* [Page text]
===============
While finding precise figures on the number of ELT students in the country is a challenge, 31,000 Special Study Permits (SSPs) were issued in 2012 to students on short courses of less than a year. Most of these were for ESL courses. Of those, 24,000 went to Korean students. This represents a three-fold growth over 2005 enrolment levels.
Since these 2012 figures, the only reliable statistics obtained from the Department of Tourism are from an association of schools selling to the Japanese market. These figures show that around 35,000 Japanese students travelled to the Philippines to learn English in 2014.
Budget-conscious Japanese and Koreans are drawn by the no-frills approach to learning English in the country. An English language course lasting several weeks, including accommodation and meals, costs between US$800 to US$1,600. That’s less than half the cost of similar programmes in the US or Europe.
The Philippines appears particularly well-placed to attract beginner ELT students, according to Shota Furue, a Japanese student who has studied English in the United States and the Philippines. While he believes the US is a better option for advanced learners, he recommends the Philippines for beginners.
“[Filipinos] speak English as a second language. . .when they’re a child they learn English and they know the difficulty of speaking English… For beginners it’s better to study in the Philippines.”
===============
* [Direction 1]
List each distinct year mentioned in the article on English study in the Philippines, in the order it first appears.
* [Direction 2]
Answer these questions from the article on English study in the Philippines, each on its own line:
(a) How many Special Study Permits were issued in 2012?
(b) What does an English course of several weeks, with accommodation and meals, cost?
(c) Which country does Shota Furue consider the better option for advanced learners?
* [Direction 3]
Reproduce the portion of the article on English study in the Philippines that begins at the words "Budget-conscious Japanese and" and ends after the words "Philippines for beginners.".
Work only from the article on English study in the Philippines.
===============
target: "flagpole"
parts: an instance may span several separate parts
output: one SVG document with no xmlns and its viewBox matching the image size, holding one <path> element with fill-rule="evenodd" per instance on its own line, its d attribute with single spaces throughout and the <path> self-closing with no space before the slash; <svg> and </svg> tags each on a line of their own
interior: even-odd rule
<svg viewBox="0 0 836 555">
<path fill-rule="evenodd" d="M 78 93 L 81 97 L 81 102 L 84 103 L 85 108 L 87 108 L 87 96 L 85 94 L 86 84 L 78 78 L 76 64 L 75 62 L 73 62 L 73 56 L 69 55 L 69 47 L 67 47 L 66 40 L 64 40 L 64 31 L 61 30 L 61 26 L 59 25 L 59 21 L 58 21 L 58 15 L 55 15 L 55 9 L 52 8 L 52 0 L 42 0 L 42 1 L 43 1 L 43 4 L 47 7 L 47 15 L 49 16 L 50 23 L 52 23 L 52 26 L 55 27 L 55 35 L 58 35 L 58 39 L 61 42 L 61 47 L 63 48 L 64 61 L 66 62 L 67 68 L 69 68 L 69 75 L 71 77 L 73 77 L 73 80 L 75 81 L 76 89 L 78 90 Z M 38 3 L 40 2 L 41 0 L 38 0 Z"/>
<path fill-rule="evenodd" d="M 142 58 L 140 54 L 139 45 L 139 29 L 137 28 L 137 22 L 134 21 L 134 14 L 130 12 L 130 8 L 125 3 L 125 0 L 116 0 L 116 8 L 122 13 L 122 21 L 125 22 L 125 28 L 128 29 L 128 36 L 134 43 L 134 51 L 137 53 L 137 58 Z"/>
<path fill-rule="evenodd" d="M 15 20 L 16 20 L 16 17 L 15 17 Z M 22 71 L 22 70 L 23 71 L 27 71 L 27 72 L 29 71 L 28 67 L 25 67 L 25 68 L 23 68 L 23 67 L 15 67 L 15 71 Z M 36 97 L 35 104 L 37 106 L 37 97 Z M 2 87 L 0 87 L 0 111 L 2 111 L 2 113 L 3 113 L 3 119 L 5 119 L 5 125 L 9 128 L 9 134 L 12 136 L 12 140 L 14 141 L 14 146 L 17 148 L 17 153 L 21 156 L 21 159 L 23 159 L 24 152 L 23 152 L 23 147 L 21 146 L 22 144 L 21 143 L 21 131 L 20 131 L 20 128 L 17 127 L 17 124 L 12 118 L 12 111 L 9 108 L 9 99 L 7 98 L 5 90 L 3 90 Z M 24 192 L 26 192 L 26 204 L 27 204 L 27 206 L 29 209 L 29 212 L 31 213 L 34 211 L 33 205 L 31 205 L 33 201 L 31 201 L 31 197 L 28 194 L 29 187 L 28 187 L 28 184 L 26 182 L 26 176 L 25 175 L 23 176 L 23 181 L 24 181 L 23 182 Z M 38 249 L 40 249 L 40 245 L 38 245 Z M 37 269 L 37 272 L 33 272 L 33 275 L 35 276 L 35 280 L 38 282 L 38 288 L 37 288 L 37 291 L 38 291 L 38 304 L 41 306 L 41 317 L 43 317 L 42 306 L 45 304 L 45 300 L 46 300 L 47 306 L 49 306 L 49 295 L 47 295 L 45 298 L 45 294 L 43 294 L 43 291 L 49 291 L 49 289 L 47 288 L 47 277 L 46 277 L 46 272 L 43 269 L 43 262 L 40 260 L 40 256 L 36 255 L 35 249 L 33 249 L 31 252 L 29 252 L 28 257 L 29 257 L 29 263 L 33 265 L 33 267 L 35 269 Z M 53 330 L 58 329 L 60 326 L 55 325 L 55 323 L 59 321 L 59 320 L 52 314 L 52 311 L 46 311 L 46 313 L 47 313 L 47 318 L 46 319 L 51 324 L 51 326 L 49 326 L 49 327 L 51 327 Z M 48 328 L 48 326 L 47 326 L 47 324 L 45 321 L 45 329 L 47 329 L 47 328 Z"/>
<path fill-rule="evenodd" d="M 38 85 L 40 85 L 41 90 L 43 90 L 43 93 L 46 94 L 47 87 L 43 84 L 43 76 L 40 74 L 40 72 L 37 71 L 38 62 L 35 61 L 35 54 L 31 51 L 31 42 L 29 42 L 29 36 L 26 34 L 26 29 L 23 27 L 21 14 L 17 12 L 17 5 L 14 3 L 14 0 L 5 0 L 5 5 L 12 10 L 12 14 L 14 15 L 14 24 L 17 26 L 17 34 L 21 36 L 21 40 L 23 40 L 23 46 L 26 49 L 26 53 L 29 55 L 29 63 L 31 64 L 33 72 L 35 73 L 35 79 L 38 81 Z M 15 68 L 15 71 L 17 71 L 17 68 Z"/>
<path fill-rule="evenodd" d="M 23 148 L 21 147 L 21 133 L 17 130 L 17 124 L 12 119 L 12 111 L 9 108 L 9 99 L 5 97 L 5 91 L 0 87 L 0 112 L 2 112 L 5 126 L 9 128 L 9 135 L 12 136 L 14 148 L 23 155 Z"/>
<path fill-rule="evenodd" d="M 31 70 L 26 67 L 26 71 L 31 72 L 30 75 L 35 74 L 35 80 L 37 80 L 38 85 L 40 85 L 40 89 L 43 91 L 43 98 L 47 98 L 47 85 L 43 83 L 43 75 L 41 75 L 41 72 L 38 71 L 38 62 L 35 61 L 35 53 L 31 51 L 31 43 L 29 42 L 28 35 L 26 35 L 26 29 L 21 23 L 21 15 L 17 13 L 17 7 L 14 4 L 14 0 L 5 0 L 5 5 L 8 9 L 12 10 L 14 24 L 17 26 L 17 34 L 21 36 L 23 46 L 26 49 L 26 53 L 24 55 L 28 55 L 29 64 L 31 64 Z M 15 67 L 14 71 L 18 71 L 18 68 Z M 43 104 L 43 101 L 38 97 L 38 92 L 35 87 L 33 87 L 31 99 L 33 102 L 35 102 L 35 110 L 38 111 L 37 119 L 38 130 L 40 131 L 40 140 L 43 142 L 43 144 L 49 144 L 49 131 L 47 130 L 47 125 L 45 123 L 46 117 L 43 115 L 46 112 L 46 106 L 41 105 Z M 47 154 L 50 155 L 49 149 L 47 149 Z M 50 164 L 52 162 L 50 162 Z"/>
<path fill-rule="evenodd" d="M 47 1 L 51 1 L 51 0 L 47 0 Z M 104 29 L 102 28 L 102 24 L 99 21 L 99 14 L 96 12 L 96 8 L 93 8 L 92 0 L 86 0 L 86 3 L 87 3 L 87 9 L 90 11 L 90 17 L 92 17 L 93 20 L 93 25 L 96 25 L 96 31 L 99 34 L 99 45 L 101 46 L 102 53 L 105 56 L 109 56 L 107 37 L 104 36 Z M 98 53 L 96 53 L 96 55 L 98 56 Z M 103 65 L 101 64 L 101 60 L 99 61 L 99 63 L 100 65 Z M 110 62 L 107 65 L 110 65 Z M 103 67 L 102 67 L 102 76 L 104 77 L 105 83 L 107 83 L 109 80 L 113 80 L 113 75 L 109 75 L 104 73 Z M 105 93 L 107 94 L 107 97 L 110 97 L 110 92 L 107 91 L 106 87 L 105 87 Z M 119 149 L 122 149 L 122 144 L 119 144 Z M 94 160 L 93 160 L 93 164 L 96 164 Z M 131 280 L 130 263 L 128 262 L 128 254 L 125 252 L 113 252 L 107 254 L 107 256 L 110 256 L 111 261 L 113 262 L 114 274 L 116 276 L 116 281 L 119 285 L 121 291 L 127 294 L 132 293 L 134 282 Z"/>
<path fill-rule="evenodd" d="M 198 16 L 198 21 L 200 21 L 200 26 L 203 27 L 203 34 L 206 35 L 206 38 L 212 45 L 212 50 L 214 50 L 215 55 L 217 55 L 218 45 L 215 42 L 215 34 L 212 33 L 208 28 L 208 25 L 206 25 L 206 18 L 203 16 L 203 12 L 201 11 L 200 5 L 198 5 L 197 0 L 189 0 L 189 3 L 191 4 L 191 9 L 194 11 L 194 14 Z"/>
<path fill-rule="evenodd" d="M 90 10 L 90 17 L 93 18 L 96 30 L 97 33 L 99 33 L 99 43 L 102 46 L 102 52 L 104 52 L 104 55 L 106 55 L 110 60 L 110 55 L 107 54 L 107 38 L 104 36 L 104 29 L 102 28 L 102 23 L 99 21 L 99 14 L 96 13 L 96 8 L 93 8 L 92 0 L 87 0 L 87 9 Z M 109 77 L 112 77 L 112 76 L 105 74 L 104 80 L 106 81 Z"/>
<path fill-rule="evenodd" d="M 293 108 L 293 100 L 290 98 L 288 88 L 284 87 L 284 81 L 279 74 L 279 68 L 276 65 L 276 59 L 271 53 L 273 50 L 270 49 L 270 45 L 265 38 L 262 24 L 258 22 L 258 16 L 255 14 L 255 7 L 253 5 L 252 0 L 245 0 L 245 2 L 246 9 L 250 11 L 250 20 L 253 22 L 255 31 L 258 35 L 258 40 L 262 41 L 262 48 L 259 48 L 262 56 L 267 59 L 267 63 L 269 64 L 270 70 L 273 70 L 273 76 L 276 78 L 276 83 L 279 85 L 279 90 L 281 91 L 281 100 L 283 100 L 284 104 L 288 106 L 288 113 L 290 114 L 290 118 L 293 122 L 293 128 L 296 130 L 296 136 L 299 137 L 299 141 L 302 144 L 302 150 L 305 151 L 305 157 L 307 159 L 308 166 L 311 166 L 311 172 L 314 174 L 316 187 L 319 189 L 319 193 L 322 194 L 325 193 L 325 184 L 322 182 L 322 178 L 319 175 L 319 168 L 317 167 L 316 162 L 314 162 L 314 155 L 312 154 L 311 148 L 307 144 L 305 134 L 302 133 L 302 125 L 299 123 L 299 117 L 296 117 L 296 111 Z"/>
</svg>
===============
* [Worked solution 1]
2012, 2005, 2014

* [Worked solution 2]
(a) 31,000
(b) Between US$800 and US$1,600
(c) The US

* [Worked solution 3]
Budget-conscious Japanese and Koreans are drawn by the no-frills approach to learning English in the country. An English language course lasting several weeks, including accommodation and meals, costs between US$800 to US$1,600. That’s less than half the cost of similar programmes in the US or Europe.
The Philippines appears particularly well-placed to attract beginner ELT students, according to Shota Furue, a Japanese student who has studied English in the United States and the Philippines. While he believes the US is a better option for advanced learners, he recommends the Philippines for beginners.